PROBLEM REQUIREMENTS:
The copy you return should hold only the lines from the top of the data below through the line with "3L1 0L10 397L278", each duplicated exactly and with no pictures.

AVAILABLE DATA:
* * * * * * * * *

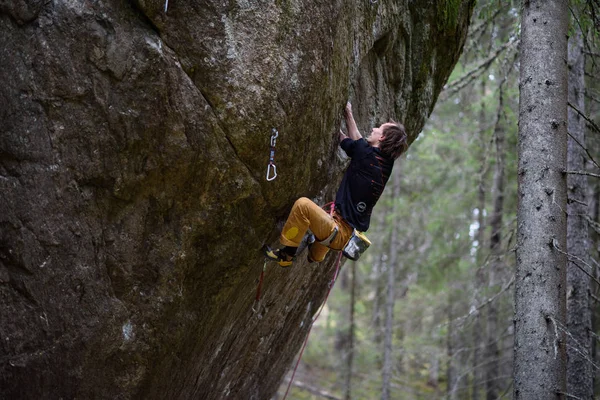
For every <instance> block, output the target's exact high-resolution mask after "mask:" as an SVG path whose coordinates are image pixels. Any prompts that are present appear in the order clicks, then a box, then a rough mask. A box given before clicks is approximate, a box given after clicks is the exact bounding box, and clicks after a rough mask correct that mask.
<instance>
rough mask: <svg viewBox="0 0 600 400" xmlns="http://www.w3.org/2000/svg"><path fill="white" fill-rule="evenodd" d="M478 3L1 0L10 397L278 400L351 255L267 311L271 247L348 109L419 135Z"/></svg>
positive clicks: (5, 387) (326, 154)
mask: <svg viewBox="0 0 600 400" xmlns="http://www.w3.org/2000/svg"><path fill="white" fill-rule="evenodd" d="M473 3H474V1H471V0H468V1H467V0H465V1H459V0H446V1H431V0H430V1H418V2H416V1H415V2H407V1H384V0H379V1H369V0H364V1H356V2H348V1H341V0H337V1H336V0H334V1H331V0H326V1H325V0H323V1H314V0H276V1H274V2H273V1H271V2H267V1H248V0H238V1H208V0H207V1H202V0H201V1H179V0H171V1H170V2H169V3H168V4H167V3H166V2H163V1H162V0H161V1H155V0H137V1H108V0H98V1H90V0H69V1H65V0H51V1H41V0H18V1H13V2H10V1H0V81H1V82H2V85H0V193H1V196H0V335H1V336H0V398H7V399H8V398H64V399H69V398H79V399H87V398H90V399H92V398H106V399H130V398H131V399H133V398H140V399H153V398H155V399H166V398H169V399H187V398H202V399H222V398H231V399H242V398H243V399H268V398H270V397H271V396H272V395H273V394H274V393H275V391H276V389H277V387H278V385H279V383H280V382H281V380H282V378H283V376H284V374H285V372H286V370H287V368H288V367H289V365H290V364H291V362H292V360H293V358H294V356H295V354H296V352H297V351H298V349H299V347H300V345H301V343H302V341H303V339H304V337H305V336H306V334H307V331H308V327H309V325H310V320H311V317H312V315H313V314H314V313H315V312H316V310H317V309H318V307H319V306H320V304H321V303H322V301H323V300H324V297H325V294H326V290H327V284H328V281H329V279H330V278H331V275H332V273H333V263H334V259H335V255H333V254H332V255H330V256H328V258H327V259H326V261H325V262H323V263H321V264H320V265H312V264H311V265H308V264H306V265H305V264H304V263H302V262H299V263H298V264H297V265H295V267H294V268H293V270H280V269H277V268H276V267H273V266H269V267H268V269H267V273H266V278H265V282H264V286H263V302H262V304H261V307H260V310H259V312H258V313H254V312H253V311H252V304H253V300H254V296H255V290H256V283H257V278H258V276H259V274H260V271H261V268H262V265H263V262H262V256H261V253H260V248H261V246H262V245H263V244H264V243H270V242H271V243H272V242H274V241H275V239H276V238H277V233H278V232H277V224H278V223H280V222H281V221H282V220H283V219H284V218H285V217H286V215H287V212H288V210H289V208H290V207H291V205H292V204H293V201H294V200H295V199H296V198H297V197H299V196H308V197H317V196H320V198H322V199H326V200H331V194H332V193H334V191H335V189H336V185H337V183H338V182H339V179H340V177H341V172H342V170H343V167H344V162H343V160H342V159H341V158H340V157H339V156H338V151H337V131H338V129H339V126H340V125H339V124H340V120H341V111H342V109H343V106H344V104H345V103H346V100H347V99H348V98H350V99H351V100H352V101H353V104H354V110H355V117H356V119H357V120H358V122H359V127H360V128H362V131H363V133H368V132H369V131H370V127H371V126H372V125H373V124H375V123H381V122H385V121H386V120H387V119H388V118H390V117H392V118H394V119H397V120H401V121H403V122H404V123H405V125H406V127H407V128H408V130H409V133H410V136H411V140H414V138H415V137H416V135H417V134H418V133H419V131H420V130H421V128H422V126H423V124H424V121H425V118H426V117H427V116H428V115H429V113H430V112H431V110H432V109H433V105H434V103H435V100H436V98H437V95H438V94H439V92H440V90H441V88H442V86H443V85H444V83H445V82H446V80H447V78H448V75H449V73H450V71H451V70H452V67H453V66H454V64H455V63H456V61H457V59H458V57H459V53H460V51H461V48H462V45H463V43H464V39H465V35H466V31H467V27H468V23H469V18H470V14H471V12H472V8H473ZM272 128H276V129H277V130H278V131H279V137H278V138H277V145H276V153H275V163H276V165H277V172H278V176H277V178H276V179H275V180H274V181H270V182H268V181H267V180H266V179H265V174H266V170H267V162H268V159H269V140H270V135H271V130H272ZM303 255H304V254H301V255H300V257H299V258H300V259H302V258H303Z"/></svg>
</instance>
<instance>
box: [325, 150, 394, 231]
mask: <svg viewBox="0 0 600 400" xmlns="http://www.w3.org/2000/svg"><path fill="white" fill-rule="evenodd" d="M340 146H341V147H342V149H343V150H344V151H345V152H346V154H348V156H349V157H351V158H352V160H351V161H350V165H349V166H348V169H347V170H346V173H345V174H344V178H343V179H342V183H341V184H340V187H339V189H338V192H337V194H336V197H335V207H336V209H337V210H338V211H339V212H340V213H341V214H342V217H344V219H345V220H346V221H347V222H348V223H349V224H350V225H352V227H354V228H356V229H357V230H359V231H361V232H365V231H366V230H367V229H369V223H370V221H371V213H372V212H373V207H374V206H375V203H377V200H379V196H381V193H383V189H384V188H385V184H386V183H387V181H388V179H389V177H390V175H391V174H392V168H393V167H394V160H393V159H391V158H388V157H386V156H384V155H383V153H381V151H380V150H379V149H378V148H377V147H373V146H371V145H369V143H367V141H366V140H365V139H358V140H352V139H350V138H346V139H344V140H342V143H340Z"/></svg>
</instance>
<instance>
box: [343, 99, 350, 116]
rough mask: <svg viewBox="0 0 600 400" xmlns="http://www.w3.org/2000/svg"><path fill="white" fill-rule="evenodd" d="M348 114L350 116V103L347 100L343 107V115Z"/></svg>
mask: <svg viewBox="0 0 600 400" xmlns="http://www.w3.org/2000/svg"><path fill="white" fill-rule="evenodd" d="M350 116H352V104H350V102H347V103H346V107H345V108H344V117H346V118H348V117H350Z"/></svg>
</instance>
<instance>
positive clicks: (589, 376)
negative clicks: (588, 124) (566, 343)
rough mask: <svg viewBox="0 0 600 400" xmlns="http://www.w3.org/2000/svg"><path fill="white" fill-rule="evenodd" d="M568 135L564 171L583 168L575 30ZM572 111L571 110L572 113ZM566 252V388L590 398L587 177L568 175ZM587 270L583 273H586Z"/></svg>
mask: <svg viewBox="0 0 600 400" xmlns="http://www.w3.org/2000/svg"><path fill="white" fill-rule="evenodd" d="M568 61H569V104H570V105H571V107H570V108H569V111H568V116H569V134H570V136H571V137H569V140H568V158H567V160H568V161H567V166H568V170H569V171H583V170H585V162H586V153H585V150H584V149H583V148H582V145H583V144H584V143H585V120H584V119H583V118H582V116H581V115H580V114H579V113H578V112H577V110H580V112H583V111H584V106H585V99H584V90H585V84H584V76H585V58H584V53H583V35H582V33H581V31H580V30H579V29H578V28H577V27H575V33H574V34H573V35H572V36H571V37H570V38H569V59H568ZM574 108H576V109H574ZM567 187H568V206H567V210H568V216H567V249H568V253H569V261H570V262H569V264H568V268H567V328H568V331H569V335H568V337H567V360H568V361H567V371H568V373H567V390H568V393H569V394H570V395H573V396H575V397H576V398H579V399H593V397H594V390H593V384H592V383H593V382H592V381H593V379H592V364H591V363H590V361H591V359H592V357H591V329H592V317H591V309H590V278H589V276H588V274H590V273H591V272H592V271H589V267H588V265H589V262H588V259H589V240H588V231H587V226H588V222H587V219H586V216H587V212H588V210H587V203H588V201H587V190H588V187H587V177H586V176H585V175H578V174H569V175H568V176H567ZM586 269H587V270H586Z"/></svg>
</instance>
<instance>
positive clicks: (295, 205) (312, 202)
mask: <svg viewBox="0 0 600 400" xmlns="http://www.w3.org/2000/svg"><path fill="white" fill-rule="evenodd" d="M311 204H314V203H313V201H312V200H311V199H309V198H308V197H300V198H299V199H298V200H296V202H295V203H294V207H300V208H306V207H308V206H310V205H311Z"/></svg>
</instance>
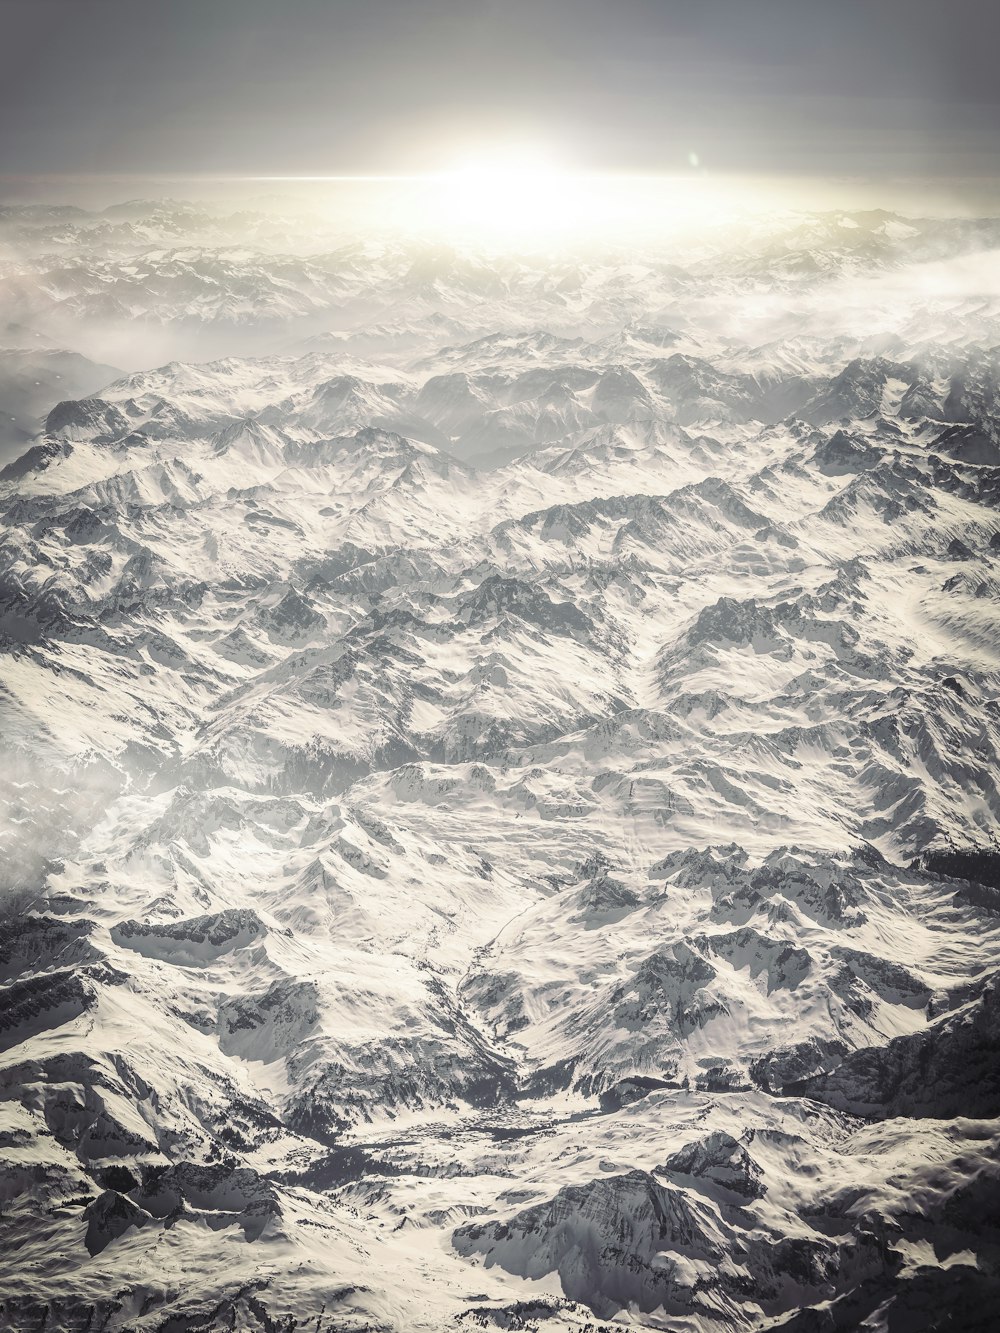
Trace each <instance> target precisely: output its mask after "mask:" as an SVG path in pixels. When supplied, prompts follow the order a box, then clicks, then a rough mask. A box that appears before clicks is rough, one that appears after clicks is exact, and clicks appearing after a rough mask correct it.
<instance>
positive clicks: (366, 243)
mask: <svg viewBox="0 0 1000 1333" xmlns="http://www.w3.org/2000/svg"><path fill="white" fill-rule="evenodd" d="M0 241H1V243H3V272H1V273H0V291H3V308H4V319H5V320H7V324H5V329H4V339H3V341H4V347H5V348H7V349H5V351H4V352H3V353H1V356H0V364H1V365H3V369H1V371H0V399H1V400H3V401H1V403H0V405H3V404H7V405H13V411H5V412H4V415H5V417H7V419H8V421H9V425H8V427H5V431H7V435H4V437H3V439H4V440H5V441H7V444H8V453H7V455H5V459H7V461H5V465H4V467H3V471H0V507H1V509H3V520H1V537H0V648H1V649H3V665H1V667H0V690H1V692H0V716H1V717H3V726H1V728H0V733H1V742H3V768H1V769H0V790H3V797H4V800H3V813H0V846H1V848H3V880H4V884H3V898H1V900H0V912H1V914H3V932H1V933H0V972H1V976H0V1038H1V1041H0V1048H1V1050H3V1058H1V1061H0V1089H1V1092H0V1142H1V1144H3V1154H1V1168H0V1169H1V1170H3V1212H1V1213H0V1229H1V1230H3V1237H4V1241H3V1248H1V1250H0V1270H1V1272H3V1278H1V1280H0V1318H3V1322H4V1325H5V1326H8V1328H12V1329H25V1330H27V1329H39V1328H45V1329H51V1330H67V1333H71V1330H96V1329H107V1330H108V1333H111V1330H144V1333H145V1330H149V1333H152V1330H157V1333H180V1330H200V1329H205V1330H209V1329H211V1330H215V1329H219V1330H221V1329H261V1330H267V1333H273V1330H277V1329H281V1330H289V1333H291V1330H292V1329H295V1328H301V1329H305V1328H308V1329H315V1333H335V1330H345V1333H347V1330H351V1333H361V1330H369V1333H371V1330H380V1333H381V1330H384V1333H393V1330H399V1333H441V1330H444V1329H456V1330H460V1329H480V1328H485V1329H525V1330H536V1333H537V1330H544V1333H557V1330H579V1333H584V1330H589V1333H596V1330H600V1329H609V1328H619V1326H643V1328H647V1326H648V1328H661V1329H672V1330H687V1333H720V1330H724V1329H747V1330H751V1329H783V1330H788V1333H792V1330H793V1333H827V1330H831V1333H832V1330H856V1329H865V1330H868V1333H883V1330H884V1333H919V1330H928V1333H929V1330H933V1329H945V1328H947V1329H961V1330H976V1329H981V1330H987V1329H993V1328H995V1326H996V1322H995V1321H996V1309H997V1308H999V1305H1000V788H999V786H997V782H999V781H1000V617H999V616H997V603H999V599H1000V516H999V512H997V511H999V508H1000V379H999V375H1000V372H999V369H997V367H999V363H997V348H1000V224H997V223H996V221H992V220H975V219H972V220H955V219H899V217H896V216H893V215H889V213H885V212H881V211H868V212H852V213H847V212H828V213H815V215H808V213H788V215H775V216H764V217H755V219H733V220H732V223H731V224H727V225H723V227H719V228H715V229H709V231H707V232H704V233H703V235H697V236H692V237H688V239H685V240H683V241H681V240H676V241H672V243H671V244H669V245H667V244H664V247H663V248H660V249H656V248H655V247H647V248H644V249H641V251H640V249H636V248H629V247H627V245H624V244H613V243H608V244H607V245H603V247H600V248H597V247H592V248H588V249H580V251H579V252H576V251H568V252H561V251H560V252H529V251H525V252H524V253H491V252H488V251H477V249H476V248H475V247H471V245H444V244H441V243H435V244H431V243H429V241H427V240H423V239H419V237H413V236H405V235H396V233H393V232H387V233H384V235H381V233H380V235H379V236H367V237H356V236H351V237H344V236H339V235H337V233H336V229H335V228H333V227H332V224H331V223H329V221H328V220H323V219H319V220H317V219H312V217H304V219H301V217H292V216H284V215H275V213H273V212H267V211H261V212H248V211H240V212H237V213H229V212H227V211H225V209H224V208H221V207H209V205H201V204H197V205H196V204H184V203H175V201H164V200H149V201H135V203H132V204H129V205H128V207H127V208H116V209H107V211H104V212H88V211H84V209H79V208H68V207H67V208H61V207H48V205H45V207H43V205H37V207H16V205H11V207H7V208H4V209H3V211H0ZM57 367H59V369H56V368H57ZM63 376H65V385H67V389H68V392H65V393H63V392H61V384H63ZM0 443H3V441H0Z"/></svg>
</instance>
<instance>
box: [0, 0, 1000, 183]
mask: <svg viewBox="0 0 1000 1333" xmlns="http://www.w3.org/2000/svg"><path fill="white" fill-rule="evenodd" d="M999 49H1000V4H999V3H996V0H948V3H945V0H937V3H933V4H932V3H929V0H828V3H819V0H613V3H612V0H531V3H527V0H460V3H459V0H357V3H356V0H349V3H348V0H325V3H323V0H271V3H267V0H0V173H4V175H20V173H28V175H37V173H60V172H72V173H75V175H79V173H137V175H151V173H185V172H220V173H275V175H283V173H291V175H295V173H339V172H345V173H351V172H387V171H388V172H392V171H423V169H435V168H440V167H447V165H448V164H449V161H451V160H453V159H455V156H456V153H461V152H463V151H464V149H465V148H467V147H469V148H473V147H475V144H476V143H479V141H481V143H485V144H491V143H503V141H507V140H515V141H519V143H521V141H531V140H537V141H540V143H543V144H548V145H551V147H552V151H553V152H555V153H556V155H559V156H561V157H564V159H569V160H571V161H572V163H575V164H579V165H580V167H584V168H595V169H612V171H613V169H636V171H651V172H657V171H664V172H672V171H677V169H680V168H683V167H684V164H685V163H687V157H688V153H689V152H691V151H696V152H697V153H699V155H700V157H701V160H703V161H704V163H705V164H707V165H708V167H709V168H712V169H715V171H719V172H740V173H747V172H761V173H772V172H796V173H811V175H825V173H859V175H880V173H896V175H916V176H920V175H927V176H965V175H969V176H980V177H996V176H997V175H1000V172H999V171H997V161H999V149H997V145H999V144H1000V75H997V51H999Z"/></svg>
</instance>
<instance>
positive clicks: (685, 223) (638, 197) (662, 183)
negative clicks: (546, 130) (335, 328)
mask: <svg viewBox="0 0 1000 1333" xmlns="http://www.w3.org/2000/svg"><path fill="white" fill-rule="evenodd" d="M719 205H720V197H719V193H717V191H715V189H712V188H709V187H708V185H707V184H705V183H704V181H701V180H684V179H671V177H656V176H627V175H613V173H593V172H581V171H573V169H572V168H569V167H567V165H563V164H561V163H559V161H556V160H555V159H552V157H549V156H547V155H545V153H543V152H540V151H532V149H493V151H489V152H481V153H477V155H475V156H469V157H467V159H464V160H461V161H459V163H456V164H455V165H452V167H451V168H449V169H447V171H441V172H437V173H435V175H432V176H428V177H425V181H424V188H423V189H421V204H420V211H421V212H423V215H424V216H423V221H424V223H425V224H427V225H428V227H431V228H432V229H435V231H445V232H451V233H460V235H469V236H479V237H483V239H485V240H496V241H504V240H507V241H517V243H547V241H552V240H559V239H564V237H577V239H579V237H585V236H595V235H600V233H608V232H613V233H617V235H624V233H629V232H635V231H636V228H641V227H645V228H647V229H648V228H649V227H656V228H657V229H663V231H669V229H673V228H677V227H681V225H689V224H692V223H697V221H700V220H708V217H709V215H717V213H719Z"/></svg>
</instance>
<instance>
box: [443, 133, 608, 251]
mask: <svg viewBox="0 0 1000 1333" xmlns="http://www.w3.org/2000/svg"><path fill="white" fill-rule="evenodd" d="M436 185H437V187H439V189H437V195H439V199H437V205H439V208H440V211H441V215H443V220H447V221H448V223H451V225H453V227H455V228H457V229H467V231H475V232H479V233H483V235H495V236H501V237H503V236H508V237H509V236H521V237H545V236H551V235H557V233H561V232H565V231H568V229H573V228H575V227H577V225H579V223H580V220H581V215H583V213H585V212H587V201H585V199H584V197H583V196H584V193H585V191H584V177H583V176H581V175H579V173H573V172H572V171H568V169H567V168H564V167H561V165H560V164H559V163H556V161H553V160H552V159H549V157H547V156H545V155H544V153H541V152H540V151H529V149H528V151H525V149H493V151H491V152H485V153H479V155H476V156H475V157H469V159H467V160H464V161H460V163H457V164H455V165H453V167H451V168H448V169H447V171H443V172H440V173H439V175H437V177H436Z"/></svg>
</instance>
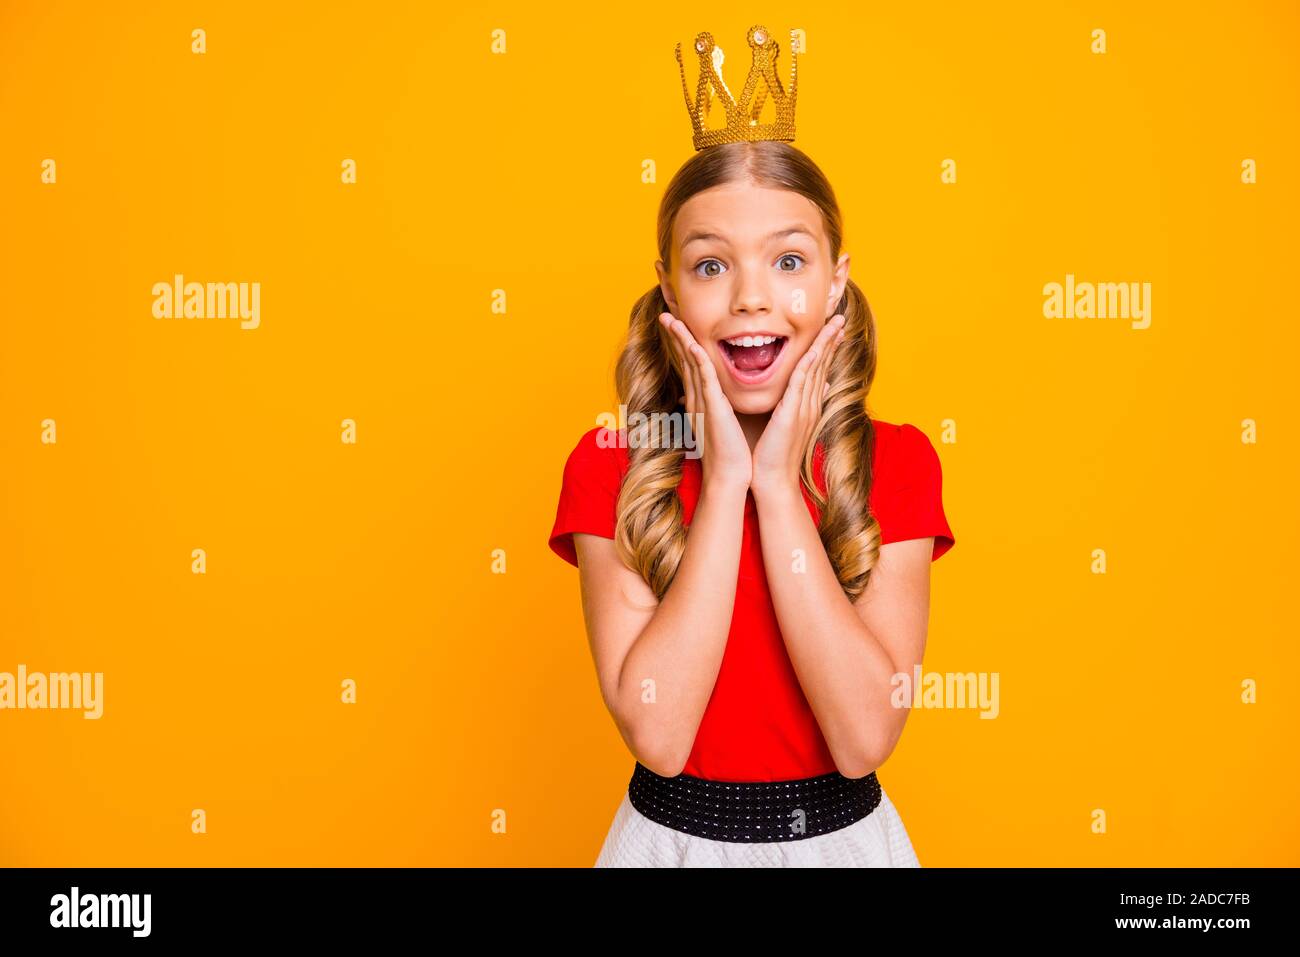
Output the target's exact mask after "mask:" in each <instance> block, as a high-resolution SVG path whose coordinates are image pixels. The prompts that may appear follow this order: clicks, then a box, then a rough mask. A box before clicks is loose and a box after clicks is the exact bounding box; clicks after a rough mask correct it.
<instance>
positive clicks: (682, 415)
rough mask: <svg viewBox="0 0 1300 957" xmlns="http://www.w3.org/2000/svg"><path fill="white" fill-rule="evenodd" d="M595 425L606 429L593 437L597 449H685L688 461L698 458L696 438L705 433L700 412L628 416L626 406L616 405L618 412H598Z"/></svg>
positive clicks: (624, 404) (699, 453)
mask: <svg viewBox="0 0 1300 957" xmlns="http://www.w3.org/2000/svg"><path fill="white" fill-rule="evenodd" d="M595 424H597V425H601V426H604V429H606V432H602V433H599V434H597V437H595V443H597V445H598V446H599V447H601V449H685V451H686V458H688V459H698V458H699V456H701V455H702V451H701V449H699V438H698V437H699V436H701V434H703V429H705V413H703V412H693V413H692V412H651V413H650V415H646V413H645V412H633V413H632V415H630V416H629V415H628V407H627V403H623V402H620V403H619V411H617V412H601V413H599V415H598V416H597V417H595ZM611 437H612V438H611Z"/></svg>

* * * * * * * * *

ANSWER BOX:
For every <instance> block, output the target's exact high-resolution mask after "mask:" as an SVG path whose coordinates are image pixels. Any prompts that are present appear in the order clicks, then a box, then a rough mask. A box given before clicks is approximate, a box given after clicks is the exact bounding box, and clicks after a rough mask correct that mask.
<instance>
rough mask: <svg viewBox="0 0 600 400" xmlns="http://www.w3.org/2000/svg"><path fill="white" fill-rule="evenodd" d="M478 3L1 0L10 397L278 400L351 255L267 311L271 247L348 109L419 135Z"/></svg>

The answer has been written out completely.